• Exercise description: Which lines below contain the word "shirt", with case counting? Find each one and copy it in full.

[BEGIN Dataset rows]

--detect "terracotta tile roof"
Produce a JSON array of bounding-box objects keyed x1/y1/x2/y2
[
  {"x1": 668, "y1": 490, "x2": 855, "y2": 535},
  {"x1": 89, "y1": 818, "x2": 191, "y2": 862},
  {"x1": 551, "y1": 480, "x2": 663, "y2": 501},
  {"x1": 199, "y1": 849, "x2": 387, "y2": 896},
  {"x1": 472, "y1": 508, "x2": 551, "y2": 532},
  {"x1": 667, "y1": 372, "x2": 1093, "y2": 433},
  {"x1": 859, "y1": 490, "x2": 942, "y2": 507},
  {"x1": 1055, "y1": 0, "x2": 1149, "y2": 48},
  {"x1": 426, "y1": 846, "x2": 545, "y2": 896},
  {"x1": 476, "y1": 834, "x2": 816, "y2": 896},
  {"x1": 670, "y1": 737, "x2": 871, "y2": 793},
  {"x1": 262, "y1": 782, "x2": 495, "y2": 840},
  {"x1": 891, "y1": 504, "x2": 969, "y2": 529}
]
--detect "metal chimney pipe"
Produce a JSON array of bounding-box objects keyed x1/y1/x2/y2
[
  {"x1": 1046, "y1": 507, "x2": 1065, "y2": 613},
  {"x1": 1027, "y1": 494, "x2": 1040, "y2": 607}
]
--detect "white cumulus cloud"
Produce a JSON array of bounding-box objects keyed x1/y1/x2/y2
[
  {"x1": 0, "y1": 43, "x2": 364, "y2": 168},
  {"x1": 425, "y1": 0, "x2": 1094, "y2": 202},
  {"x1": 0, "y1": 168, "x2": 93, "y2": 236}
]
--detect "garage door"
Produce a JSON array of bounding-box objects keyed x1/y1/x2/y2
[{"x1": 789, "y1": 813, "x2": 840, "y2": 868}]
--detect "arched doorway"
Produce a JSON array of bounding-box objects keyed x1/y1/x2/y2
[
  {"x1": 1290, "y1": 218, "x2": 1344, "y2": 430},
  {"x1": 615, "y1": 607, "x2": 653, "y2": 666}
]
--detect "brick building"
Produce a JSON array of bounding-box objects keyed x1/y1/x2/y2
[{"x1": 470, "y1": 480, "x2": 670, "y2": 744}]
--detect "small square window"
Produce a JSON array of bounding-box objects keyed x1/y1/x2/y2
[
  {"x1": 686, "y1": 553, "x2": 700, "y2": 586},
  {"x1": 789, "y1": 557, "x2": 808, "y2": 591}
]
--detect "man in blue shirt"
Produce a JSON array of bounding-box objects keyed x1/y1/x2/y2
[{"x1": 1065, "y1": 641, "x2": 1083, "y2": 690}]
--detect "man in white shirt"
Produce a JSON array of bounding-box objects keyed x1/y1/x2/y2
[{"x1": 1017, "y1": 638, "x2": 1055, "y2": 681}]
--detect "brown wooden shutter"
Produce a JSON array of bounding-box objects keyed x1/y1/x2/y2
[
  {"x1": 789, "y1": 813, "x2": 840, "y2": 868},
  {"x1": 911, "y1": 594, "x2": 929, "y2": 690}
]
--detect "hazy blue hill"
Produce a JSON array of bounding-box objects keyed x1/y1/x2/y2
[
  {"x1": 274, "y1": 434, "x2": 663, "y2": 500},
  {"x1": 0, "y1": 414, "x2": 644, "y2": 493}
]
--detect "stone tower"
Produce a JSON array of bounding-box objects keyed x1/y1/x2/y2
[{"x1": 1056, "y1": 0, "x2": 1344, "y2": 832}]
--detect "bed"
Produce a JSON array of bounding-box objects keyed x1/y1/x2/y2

[END Dataset rows]

• Exercise result:
--detect "man in blue shirt"
--detect "man in white shirt"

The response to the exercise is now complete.